> _INSTRUCCIONES_:
• A. Copia tal cual el trozo del texto que va desde "Días atrás, el" hasta "J. Ramón Navarro.".
• B. ¿Qué tipos de profesionales aparecen entre paréntesis en el texto? Nómbralos todos.
• C. Según el texto, ¿de qué es profesor J. Ramón Navarro Vera?

======== FRAGMENTO DE TEXTO ========

Días atrás, el profesor de Urbanismo de la UA, J. Ramón Navarro Vera, escribió un irreprochable artículo sobre La responsabilidad de los profesionales (juristas, ingenieros y arquitectos) en lo que ha pasado a ser conocido como la «burbuja inmobiliaria», y más despectivamente «la burbuja del ladrillo».

Asumo la parte de responsabilidad que me corresponde, pues viendo que lo que estaba sucediendo era absolutamente anormal, mantuve silencio, al igual que otros muchos, sin decir «esta boca es mía», tal y como nos acusa J. Ramón Navarro.

Las razones de por qué nos comportamos así, es lo que en un segundo artículo, yo pediría al profesor Navarro que analizara también, desarrollando más ampliamente una frase que pasa muy diluida en el contexto de su artículo. Dice así: «Para trabajar, el profesional tiene que mantener una relación con el poder que le contrata; sin embargo, esa relación ha trascendido en muchas ocasiones a una relación de complicidad, que desactiva su independencia moral y su capacidad crítica». Desarrollar el porqué los profesionales nos comportamos sociológicamente así y no de otra manera tiene su miga, y debería ser motivo de ese segundo artículo o de un estudio mucho más profundo si lo que se pretende es que todo se limpie y mejore.

======== FILAS EXTRAÍDAS ========

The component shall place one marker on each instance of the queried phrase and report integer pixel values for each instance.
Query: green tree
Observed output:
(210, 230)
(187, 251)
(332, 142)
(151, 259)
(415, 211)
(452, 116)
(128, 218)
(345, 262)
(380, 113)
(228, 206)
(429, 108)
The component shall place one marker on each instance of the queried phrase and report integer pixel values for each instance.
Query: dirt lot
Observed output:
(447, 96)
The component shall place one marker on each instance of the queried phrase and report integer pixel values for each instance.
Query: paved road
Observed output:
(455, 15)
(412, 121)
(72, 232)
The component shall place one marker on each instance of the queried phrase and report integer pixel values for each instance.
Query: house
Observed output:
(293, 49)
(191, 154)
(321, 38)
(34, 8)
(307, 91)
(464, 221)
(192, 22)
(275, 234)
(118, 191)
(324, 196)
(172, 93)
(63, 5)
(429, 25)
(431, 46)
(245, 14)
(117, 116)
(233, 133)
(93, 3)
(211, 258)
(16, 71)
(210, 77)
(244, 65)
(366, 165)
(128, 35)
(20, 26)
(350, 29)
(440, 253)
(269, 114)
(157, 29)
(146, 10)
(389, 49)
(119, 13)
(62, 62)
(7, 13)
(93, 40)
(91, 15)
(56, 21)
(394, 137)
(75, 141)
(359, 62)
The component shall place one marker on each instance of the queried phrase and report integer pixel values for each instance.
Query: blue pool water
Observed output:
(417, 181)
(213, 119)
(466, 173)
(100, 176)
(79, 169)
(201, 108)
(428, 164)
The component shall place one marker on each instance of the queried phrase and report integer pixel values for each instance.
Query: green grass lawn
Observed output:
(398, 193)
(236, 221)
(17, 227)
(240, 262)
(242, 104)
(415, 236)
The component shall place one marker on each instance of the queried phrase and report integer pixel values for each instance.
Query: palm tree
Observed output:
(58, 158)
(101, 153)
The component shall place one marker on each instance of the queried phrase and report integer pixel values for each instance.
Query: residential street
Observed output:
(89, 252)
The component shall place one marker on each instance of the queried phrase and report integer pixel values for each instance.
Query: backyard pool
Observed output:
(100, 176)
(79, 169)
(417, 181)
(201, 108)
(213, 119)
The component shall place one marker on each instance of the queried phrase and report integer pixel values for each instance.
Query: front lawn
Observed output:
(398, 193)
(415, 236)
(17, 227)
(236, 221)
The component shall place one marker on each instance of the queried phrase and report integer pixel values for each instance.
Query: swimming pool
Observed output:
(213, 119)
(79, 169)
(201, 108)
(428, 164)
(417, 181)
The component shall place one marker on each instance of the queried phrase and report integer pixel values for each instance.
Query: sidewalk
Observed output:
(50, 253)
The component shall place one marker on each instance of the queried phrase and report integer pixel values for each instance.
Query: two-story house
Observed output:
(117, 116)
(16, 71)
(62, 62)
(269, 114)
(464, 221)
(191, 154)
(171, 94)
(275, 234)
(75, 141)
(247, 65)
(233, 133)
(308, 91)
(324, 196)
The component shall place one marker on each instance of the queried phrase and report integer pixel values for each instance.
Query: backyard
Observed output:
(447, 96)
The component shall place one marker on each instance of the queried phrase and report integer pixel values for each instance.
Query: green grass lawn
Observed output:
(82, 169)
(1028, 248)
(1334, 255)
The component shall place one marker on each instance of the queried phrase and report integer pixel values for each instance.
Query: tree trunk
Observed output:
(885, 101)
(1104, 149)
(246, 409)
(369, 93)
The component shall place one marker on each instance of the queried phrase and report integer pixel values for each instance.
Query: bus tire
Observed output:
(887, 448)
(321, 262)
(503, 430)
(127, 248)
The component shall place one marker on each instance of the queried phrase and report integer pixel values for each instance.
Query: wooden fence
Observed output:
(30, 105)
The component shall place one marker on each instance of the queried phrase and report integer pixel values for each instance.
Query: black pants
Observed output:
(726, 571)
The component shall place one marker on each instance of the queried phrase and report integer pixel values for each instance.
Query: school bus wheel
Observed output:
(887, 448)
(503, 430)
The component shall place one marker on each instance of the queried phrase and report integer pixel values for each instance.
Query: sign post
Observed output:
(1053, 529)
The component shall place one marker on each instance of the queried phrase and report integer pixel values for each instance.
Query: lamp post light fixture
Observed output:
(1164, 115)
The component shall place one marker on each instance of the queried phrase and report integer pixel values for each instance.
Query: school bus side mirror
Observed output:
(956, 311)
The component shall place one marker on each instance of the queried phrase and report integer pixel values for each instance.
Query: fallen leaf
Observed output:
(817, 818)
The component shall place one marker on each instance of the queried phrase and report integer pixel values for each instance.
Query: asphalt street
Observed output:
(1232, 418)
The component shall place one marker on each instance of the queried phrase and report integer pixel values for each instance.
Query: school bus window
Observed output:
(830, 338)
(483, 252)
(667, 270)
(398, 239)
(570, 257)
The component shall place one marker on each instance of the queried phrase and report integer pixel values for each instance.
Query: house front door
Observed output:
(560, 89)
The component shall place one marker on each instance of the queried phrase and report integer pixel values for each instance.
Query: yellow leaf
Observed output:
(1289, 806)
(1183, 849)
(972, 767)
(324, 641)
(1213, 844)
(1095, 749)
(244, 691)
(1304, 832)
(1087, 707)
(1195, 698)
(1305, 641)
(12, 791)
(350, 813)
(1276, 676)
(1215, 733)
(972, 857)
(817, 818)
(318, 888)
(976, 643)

========

> _RESPUESTAS FINALES_:
• A.
Días atrás, el profesor de Urbanismo de la UA, J. Ramón Navarro Vera, escribió un irreprochable artículo sobre La responsabilidad de los profesionales (juristas, ingenieros y arquitectos) en lo que ha pasado a ser conocido como la «burbuja inmobiliaria», y más despectivamente «la burbuja del ladrillo».

Asumo la parte de responsabilidad que me corresponde, pues viendo que lo que estaba sucediendo era absolutamente anormal, mantuve silencio, al igual que otros muchos, sin decir «esta boca es mía», tal y como nos acusa J. Ramón Navarro.

• B. Juristas, ingenieros y arquitectos.

• C. De Urbanismo en la UA.